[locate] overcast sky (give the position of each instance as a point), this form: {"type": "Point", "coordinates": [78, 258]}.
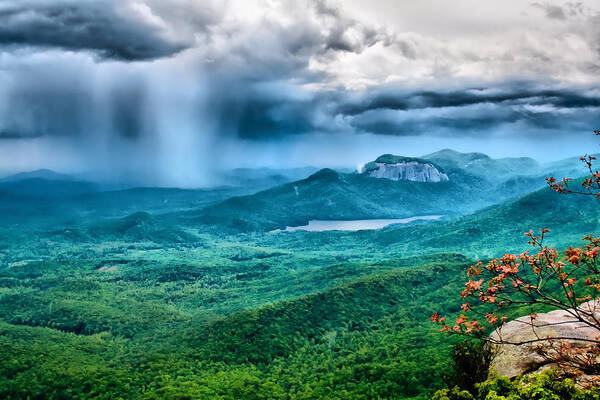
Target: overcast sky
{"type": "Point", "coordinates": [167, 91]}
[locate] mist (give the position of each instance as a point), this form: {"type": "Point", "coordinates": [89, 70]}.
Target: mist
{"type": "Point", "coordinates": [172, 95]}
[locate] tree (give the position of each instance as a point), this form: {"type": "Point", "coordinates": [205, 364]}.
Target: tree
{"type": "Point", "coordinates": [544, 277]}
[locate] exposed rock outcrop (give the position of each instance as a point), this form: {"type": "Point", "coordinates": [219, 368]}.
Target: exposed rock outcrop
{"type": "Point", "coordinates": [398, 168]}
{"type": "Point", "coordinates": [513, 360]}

....

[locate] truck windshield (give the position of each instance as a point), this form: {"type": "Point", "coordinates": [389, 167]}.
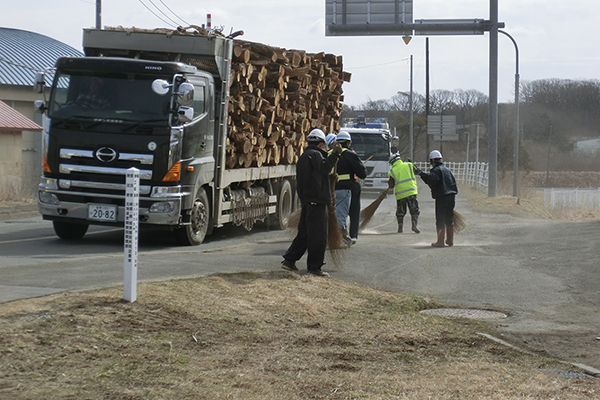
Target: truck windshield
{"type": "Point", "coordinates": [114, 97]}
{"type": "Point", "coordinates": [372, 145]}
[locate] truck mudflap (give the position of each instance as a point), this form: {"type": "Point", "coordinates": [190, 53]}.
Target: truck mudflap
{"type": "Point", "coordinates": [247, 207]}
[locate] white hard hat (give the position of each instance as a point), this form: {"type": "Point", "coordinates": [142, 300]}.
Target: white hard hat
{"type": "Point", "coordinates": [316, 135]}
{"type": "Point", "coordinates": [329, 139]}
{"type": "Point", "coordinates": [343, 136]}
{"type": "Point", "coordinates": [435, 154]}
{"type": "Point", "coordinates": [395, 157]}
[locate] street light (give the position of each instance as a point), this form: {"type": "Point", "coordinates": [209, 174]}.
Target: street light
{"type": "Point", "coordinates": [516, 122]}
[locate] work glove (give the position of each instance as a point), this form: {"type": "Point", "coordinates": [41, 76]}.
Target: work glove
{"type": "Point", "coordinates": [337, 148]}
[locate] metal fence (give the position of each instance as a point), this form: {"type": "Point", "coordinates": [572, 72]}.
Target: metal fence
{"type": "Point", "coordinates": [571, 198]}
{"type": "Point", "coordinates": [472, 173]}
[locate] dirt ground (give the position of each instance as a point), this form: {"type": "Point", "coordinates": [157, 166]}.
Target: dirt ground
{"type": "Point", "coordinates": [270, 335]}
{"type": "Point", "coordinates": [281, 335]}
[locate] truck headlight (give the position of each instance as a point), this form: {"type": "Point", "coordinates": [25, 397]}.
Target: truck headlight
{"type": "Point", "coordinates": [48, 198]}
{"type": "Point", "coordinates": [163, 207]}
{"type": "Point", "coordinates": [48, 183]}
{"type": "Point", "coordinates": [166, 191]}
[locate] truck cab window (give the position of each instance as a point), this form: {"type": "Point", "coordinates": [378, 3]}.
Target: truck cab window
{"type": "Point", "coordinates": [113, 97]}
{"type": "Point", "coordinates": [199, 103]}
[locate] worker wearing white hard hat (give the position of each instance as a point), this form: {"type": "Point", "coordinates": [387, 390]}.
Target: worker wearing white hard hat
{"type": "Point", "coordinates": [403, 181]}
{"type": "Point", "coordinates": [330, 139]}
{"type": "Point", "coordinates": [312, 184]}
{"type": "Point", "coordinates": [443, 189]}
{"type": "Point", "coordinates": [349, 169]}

....

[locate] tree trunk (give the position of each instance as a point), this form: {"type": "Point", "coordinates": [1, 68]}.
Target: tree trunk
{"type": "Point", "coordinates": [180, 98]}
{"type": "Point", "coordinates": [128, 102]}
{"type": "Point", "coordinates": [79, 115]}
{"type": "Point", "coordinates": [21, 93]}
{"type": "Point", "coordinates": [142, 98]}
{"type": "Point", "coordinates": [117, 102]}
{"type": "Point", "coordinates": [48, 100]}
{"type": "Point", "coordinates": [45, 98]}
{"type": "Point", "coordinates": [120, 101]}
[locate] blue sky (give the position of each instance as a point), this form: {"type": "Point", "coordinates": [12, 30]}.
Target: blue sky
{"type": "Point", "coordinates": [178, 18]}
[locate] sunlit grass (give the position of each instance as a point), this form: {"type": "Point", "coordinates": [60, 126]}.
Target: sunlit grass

....

### Task brief
Return every line of the material above that contains the string "fence". Matching is case-sensitive.

### Solution for this problem
[locate] metal fence (give the position of each instance as a point), this form: {"type": "Point", "coordinates": [572, 72]}.
Target: metal fence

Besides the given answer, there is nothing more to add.